Afin de pouvoir ordonner le film pour qu’il ait une vie en lui-même du moment que quelqu’un le regarde (et surtout le voit ), on pourrait dire que Brakhage doit alors penser enfilm comme Cézanne disait “penser en peinture”. Ceci se produit en deux étapes pour Brakhage, du moins lorsqu’il utilise la caméra. Premièrement, en filmant quelque chose, il cherche à saisir un sens en cette chose en donnant forme à l’acte de la voir, pas seulement en enregistrant une image de la chose. Ensuite, au montage, il tente de donner au film un rythme et un mouvement (et un rythme et un mouvement à la lumière déjà naissante dans la photographie) susceptibles d’engendrer une relation active entre l’image et l’oeil du spectateur. Pendant un certain temps, pour quelques-uns de ses films 8mm (la série de “home-movies”, Songs ) il a aussi fait le montage “dans la caméra”, pour exploiter un autre potentiel de sa présence . Regardons maintenant quelques éléments plus spécifiques du caractère physiologique de la démarche de Stan Brakhage.

Tout d’abord, la lumière étant la première condition de la vision, lorsque Brakhage filme, la caméra est l’outil qui lui permet d’aller plus loin dans la recherche des infinies qualités et propriétés de la lumière, l’expression de toutes ses possibilités de couleurs, d’intensité, de transformations, de réflexions, etc. Il nous offre tout un monde de lumière qu’on ne verrait peut-être pas autrement, la caméra permet de dépasser les limites de l’oeil nu vers l’intérieur des choses.

........

Tâches à réaliser =>
1 > Indiquez si chaque affirmation concorde avec l'extrait sur Stan Brakhage : (a) sa démarche se fait en deux étapes lorsqu'il utilise la caméra ; (b) il a monté dans la caméra tous ses films 8mm ; (c) en filmant, il cherche seulement à enregistrer une image de la chose. Répondez par oui ou non et citez les mots décisifs de l'extrait.
2 > Poursuivez l'extrait sur Stan Brakhage à partir de sa dernière phrase.

Entrées enregistrées:

........

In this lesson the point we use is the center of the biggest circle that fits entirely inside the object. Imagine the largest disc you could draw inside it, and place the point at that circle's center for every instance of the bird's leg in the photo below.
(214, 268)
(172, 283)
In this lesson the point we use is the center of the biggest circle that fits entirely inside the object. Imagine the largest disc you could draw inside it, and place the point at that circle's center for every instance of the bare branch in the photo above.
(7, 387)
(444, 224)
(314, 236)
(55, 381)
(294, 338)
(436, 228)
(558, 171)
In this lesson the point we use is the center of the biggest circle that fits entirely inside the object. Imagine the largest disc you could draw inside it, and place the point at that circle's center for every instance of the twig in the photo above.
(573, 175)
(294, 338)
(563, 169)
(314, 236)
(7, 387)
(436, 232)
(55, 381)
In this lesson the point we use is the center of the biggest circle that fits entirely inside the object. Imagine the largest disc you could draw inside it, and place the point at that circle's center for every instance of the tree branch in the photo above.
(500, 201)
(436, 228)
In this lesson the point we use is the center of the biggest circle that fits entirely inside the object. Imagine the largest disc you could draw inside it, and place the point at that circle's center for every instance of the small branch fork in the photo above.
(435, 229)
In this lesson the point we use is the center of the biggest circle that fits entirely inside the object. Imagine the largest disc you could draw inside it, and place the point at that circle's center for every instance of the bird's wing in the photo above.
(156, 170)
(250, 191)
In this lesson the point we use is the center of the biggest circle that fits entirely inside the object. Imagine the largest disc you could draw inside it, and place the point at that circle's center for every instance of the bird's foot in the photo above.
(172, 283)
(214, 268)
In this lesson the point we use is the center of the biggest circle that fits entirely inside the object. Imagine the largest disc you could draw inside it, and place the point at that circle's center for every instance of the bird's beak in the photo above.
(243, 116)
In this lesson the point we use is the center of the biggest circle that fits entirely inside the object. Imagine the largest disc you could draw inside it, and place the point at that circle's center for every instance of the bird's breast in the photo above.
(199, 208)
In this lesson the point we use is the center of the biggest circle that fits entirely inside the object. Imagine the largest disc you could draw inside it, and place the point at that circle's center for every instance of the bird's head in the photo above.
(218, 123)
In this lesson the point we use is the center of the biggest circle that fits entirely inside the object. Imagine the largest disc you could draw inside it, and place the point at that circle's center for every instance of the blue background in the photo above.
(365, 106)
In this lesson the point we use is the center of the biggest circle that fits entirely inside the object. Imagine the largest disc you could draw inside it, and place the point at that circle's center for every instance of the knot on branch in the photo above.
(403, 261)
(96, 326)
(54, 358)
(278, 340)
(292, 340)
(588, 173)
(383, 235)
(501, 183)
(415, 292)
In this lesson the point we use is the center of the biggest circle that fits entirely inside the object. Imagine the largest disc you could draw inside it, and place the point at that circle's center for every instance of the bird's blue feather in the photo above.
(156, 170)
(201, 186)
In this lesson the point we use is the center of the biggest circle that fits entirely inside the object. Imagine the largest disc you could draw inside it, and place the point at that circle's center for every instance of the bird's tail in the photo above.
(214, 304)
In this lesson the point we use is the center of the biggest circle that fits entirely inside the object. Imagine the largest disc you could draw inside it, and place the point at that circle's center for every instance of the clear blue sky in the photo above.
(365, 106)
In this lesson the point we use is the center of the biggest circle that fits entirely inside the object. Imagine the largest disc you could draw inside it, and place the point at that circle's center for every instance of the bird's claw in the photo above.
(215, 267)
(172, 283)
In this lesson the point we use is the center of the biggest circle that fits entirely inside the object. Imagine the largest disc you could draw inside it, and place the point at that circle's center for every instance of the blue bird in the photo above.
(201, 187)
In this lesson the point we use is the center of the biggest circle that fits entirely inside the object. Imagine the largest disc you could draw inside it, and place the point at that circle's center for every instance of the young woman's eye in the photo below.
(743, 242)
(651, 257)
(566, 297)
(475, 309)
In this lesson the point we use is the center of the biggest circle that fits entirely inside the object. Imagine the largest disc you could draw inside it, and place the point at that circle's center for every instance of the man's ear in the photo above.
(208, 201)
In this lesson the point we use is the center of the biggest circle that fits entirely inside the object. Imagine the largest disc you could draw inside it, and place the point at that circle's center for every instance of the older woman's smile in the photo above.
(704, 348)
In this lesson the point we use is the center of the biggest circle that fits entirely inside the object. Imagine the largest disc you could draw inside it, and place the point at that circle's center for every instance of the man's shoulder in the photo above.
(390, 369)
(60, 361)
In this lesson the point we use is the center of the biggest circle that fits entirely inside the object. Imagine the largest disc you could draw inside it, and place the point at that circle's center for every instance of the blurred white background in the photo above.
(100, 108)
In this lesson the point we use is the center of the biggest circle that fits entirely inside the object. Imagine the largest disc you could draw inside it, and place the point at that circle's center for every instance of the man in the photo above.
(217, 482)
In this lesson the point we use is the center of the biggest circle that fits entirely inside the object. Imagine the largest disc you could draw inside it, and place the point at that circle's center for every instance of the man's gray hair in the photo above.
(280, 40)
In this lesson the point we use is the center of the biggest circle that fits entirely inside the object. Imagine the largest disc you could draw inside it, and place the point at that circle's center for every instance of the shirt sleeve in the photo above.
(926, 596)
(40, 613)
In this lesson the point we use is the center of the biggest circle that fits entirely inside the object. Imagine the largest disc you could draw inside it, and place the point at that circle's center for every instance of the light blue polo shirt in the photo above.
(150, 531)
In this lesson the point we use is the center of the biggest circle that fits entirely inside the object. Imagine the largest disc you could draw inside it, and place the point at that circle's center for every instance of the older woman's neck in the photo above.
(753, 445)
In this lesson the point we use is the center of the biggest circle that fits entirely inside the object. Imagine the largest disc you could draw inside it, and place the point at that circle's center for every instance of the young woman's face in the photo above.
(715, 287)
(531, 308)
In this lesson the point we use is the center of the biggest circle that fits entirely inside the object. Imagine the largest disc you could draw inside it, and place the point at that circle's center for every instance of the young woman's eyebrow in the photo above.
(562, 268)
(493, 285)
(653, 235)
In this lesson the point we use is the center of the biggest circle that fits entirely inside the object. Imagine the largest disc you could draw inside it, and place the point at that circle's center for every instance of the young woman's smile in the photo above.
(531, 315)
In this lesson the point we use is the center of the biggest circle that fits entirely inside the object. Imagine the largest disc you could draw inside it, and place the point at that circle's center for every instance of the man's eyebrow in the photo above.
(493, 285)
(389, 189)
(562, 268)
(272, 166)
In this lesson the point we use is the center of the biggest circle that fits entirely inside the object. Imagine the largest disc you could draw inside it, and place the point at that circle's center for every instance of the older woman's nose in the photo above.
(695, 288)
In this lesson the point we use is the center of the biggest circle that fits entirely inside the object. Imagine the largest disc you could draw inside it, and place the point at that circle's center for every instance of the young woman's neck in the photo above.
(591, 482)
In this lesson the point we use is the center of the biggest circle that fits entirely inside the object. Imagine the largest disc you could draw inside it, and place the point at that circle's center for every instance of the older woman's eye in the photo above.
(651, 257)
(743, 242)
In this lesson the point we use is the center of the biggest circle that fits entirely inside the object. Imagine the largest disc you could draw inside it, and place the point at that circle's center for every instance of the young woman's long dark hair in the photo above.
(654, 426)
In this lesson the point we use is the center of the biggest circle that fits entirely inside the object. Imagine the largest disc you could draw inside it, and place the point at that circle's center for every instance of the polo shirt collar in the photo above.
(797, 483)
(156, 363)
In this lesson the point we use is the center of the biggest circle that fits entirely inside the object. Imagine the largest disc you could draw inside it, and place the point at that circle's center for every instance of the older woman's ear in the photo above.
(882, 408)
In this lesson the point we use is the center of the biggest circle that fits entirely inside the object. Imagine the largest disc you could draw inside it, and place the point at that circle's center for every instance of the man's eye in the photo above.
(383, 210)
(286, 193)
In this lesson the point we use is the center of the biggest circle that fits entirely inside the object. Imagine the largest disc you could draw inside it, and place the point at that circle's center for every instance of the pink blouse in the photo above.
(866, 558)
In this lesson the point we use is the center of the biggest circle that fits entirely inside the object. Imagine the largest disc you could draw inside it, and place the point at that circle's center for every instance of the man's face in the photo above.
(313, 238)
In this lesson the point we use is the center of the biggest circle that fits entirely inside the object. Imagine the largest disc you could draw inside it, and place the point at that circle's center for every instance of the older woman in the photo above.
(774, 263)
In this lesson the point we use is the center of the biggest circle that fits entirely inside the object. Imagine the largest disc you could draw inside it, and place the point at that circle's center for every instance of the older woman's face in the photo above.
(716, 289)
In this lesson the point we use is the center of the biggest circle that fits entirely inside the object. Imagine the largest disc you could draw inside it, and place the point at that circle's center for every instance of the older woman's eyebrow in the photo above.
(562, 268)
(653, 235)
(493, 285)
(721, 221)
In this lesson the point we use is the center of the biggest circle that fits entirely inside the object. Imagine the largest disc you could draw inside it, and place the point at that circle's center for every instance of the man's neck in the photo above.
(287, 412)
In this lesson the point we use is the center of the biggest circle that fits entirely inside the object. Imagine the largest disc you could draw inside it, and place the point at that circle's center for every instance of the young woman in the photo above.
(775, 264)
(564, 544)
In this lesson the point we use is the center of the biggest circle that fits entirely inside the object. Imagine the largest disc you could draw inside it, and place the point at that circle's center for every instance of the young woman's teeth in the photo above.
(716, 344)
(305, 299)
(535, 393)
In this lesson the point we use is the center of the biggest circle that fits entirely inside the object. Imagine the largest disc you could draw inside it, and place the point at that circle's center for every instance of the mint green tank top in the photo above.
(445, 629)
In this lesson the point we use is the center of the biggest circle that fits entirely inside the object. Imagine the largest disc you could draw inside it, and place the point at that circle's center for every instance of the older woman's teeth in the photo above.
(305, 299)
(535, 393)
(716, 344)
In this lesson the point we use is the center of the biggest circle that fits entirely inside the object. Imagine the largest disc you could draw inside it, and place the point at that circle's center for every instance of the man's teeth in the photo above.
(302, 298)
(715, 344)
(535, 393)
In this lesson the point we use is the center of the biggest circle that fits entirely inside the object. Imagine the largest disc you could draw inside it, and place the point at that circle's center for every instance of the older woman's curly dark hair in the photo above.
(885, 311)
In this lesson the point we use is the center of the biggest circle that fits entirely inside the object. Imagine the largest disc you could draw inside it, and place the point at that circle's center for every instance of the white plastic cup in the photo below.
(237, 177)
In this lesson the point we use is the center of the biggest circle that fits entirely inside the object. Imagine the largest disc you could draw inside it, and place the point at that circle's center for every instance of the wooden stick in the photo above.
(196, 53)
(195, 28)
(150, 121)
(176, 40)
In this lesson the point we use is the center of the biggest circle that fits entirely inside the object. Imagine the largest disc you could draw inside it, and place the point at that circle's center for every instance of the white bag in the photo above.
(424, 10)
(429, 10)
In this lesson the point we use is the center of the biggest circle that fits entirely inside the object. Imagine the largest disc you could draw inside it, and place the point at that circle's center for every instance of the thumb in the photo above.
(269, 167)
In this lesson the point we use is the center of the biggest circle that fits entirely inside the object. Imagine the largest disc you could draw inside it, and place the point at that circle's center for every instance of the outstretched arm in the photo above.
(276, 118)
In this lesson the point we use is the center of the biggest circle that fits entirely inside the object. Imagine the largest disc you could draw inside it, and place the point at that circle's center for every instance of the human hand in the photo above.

........

Réponses par tâche =>
1 >
(a) Oui : « Ceci se produit en deux étapes pour Brakhage, du moins lorsqu’il utilise la caméra. »
(b) Non : « pour quelques-uns de ses films 8mm »
(c) Non : « pas seulement en enregistrant une image de la chose »

2 >
Ce n’est pas tout de s’arrêter à la relation entre les yeux et le monde, il faut aussi considérer la relation entre le corps et les yeux (et le monde). Ainsi la manipulation de la caméra devient très physique, corporelle. Tout le corps peut être engagé dans l’action de diriger le regard. Brakhage utilise très rarement un trépied pour tenir la caméra. Il fut un prédécesseur pour la libérer de ses restrictions mécaniques et explorer les possibilités de mouvements en harmonie avec son propre corps. De plus cette “physicalité” renforce le sentiment de présence et du point de vue. Ainsi considère-t-il aussi ses rapports avec les fonctions déterminées (ne pas confondre avec “données”) de la caméra et de la pellicule, encore pour aller au-delà des barrières à une vision plus pénétrante. “Crachez sur la lentille et vous pouvez atteindre les premiers stades de l’Impressionnisme”, écrit-il. Aussi cette attitude individualise plus le processus de création.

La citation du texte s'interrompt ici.